TASK REQUIREMENTS ->
a - Write out the stretch of the passage on Beaman's military service from "Beaman signed up" through "during his service.", keeping every word and punctuation mark unchanged.
b - Render this sentence from the passage on Beaman's military service in Spanish: "They put me in helicopter school instead."

TEXT SHOWN ->
= Beginning of Section =

Beaman signed up for the ROTC program while in engineering school, knowing that if he got drafted for the war, he would go in as an officer, and in the meantime, military service would help pay for college. Eventually, Beaman did serve his country in war in Vietnam. It was during his time in the Army that Beaman became a licensed pilot, which he said was possible because the Army would pay for him to get a commercial pilot’s license as long as he committed to fly for the Army during his service.
“I got a pilot and instructor’s license,” Beaman said. “I flew as a pilot in college and thought the Army would put me on a fixed wing plane. They put me in helicopter school instead.”
“I was a scout pilot. More often, the enemy found me. I got shot seven times. Then I got transferred to Med-evac and picked up injured soldiers.”

= End of Section =

RAW DATA ->
= Beginning of Section =

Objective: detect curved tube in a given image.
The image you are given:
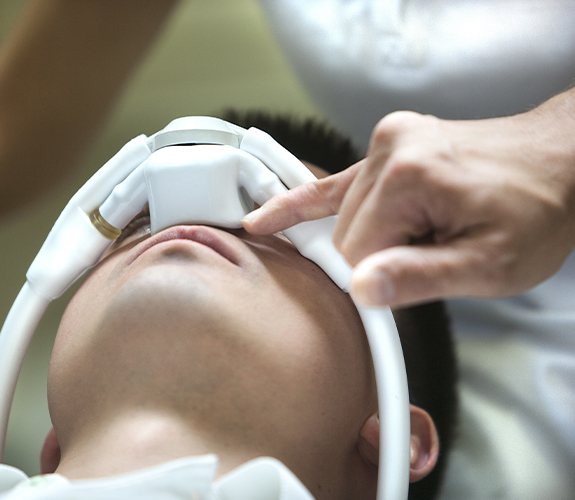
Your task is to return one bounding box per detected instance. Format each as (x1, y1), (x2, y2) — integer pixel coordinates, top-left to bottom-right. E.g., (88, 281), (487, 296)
(0, 283), (50, 461)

= End of Section =

ANSWERS TO THIS EXERCISE ->
a -
Beaman signed up for the ROTC program while in engineering school, knowing that if he got drafted for the war, he would go in as an officer, and in the meantime, military service would help pay for college. Eventually, Beaman did serve his country in war in Vietnam. It was during his time in the Army that Beaman became a licensed pilot, which he said was possible because the Army would pay for him to get a commercial pilot’s license as long as he committed to fly for the Army during his service.

b - En cambio, me pusieron en la escuela de helicópteros.